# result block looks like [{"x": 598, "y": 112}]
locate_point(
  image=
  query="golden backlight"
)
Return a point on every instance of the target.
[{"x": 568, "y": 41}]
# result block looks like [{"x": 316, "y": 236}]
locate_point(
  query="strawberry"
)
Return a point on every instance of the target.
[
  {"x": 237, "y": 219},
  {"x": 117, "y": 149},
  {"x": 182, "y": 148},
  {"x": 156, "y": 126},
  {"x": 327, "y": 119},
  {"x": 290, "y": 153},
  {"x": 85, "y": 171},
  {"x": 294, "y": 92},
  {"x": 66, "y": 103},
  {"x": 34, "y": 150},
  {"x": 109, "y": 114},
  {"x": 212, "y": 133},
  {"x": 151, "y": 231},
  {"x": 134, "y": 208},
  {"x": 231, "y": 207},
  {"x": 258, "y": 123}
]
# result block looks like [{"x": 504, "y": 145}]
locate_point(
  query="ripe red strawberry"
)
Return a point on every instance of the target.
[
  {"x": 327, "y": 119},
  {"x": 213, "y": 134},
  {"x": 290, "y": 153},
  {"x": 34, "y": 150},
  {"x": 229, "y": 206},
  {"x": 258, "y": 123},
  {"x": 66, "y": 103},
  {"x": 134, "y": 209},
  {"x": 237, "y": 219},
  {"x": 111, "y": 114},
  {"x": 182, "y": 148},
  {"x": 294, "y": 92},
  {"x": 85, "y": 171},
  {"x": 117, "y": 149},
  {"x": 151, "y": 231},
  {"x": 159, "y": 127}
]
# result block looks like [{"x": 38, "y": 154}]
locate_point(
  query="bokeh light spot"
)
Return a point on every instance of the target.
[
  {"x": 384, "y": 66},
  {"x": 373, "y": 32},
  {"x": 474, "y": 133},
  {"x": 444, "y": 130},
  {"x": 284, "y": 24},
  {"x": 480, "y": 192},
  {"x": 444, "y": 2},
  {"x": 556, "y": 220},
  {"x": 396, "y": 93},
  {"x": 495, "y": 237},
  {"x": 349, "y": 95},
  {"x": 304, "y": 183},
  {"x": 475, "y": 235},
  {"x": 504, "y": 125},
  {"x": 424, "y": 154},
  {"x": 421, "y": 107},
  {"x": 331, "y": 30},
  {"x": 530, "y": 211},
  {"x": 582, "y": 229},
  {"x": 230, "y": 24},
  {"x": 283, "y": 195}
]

━━━

**Exercise prompt**
Which lines in the records above contain the string "block"? Find each one and copy it out in full.

**Correct output**
# result block looks like [{"x": 598, "y": 112}]
# result block looks like [{"x": 316, "y": 236}]
# result block looks like [{"x": 504, "y": 145}]
# result block looks like [{"x": 38, "y": 154}]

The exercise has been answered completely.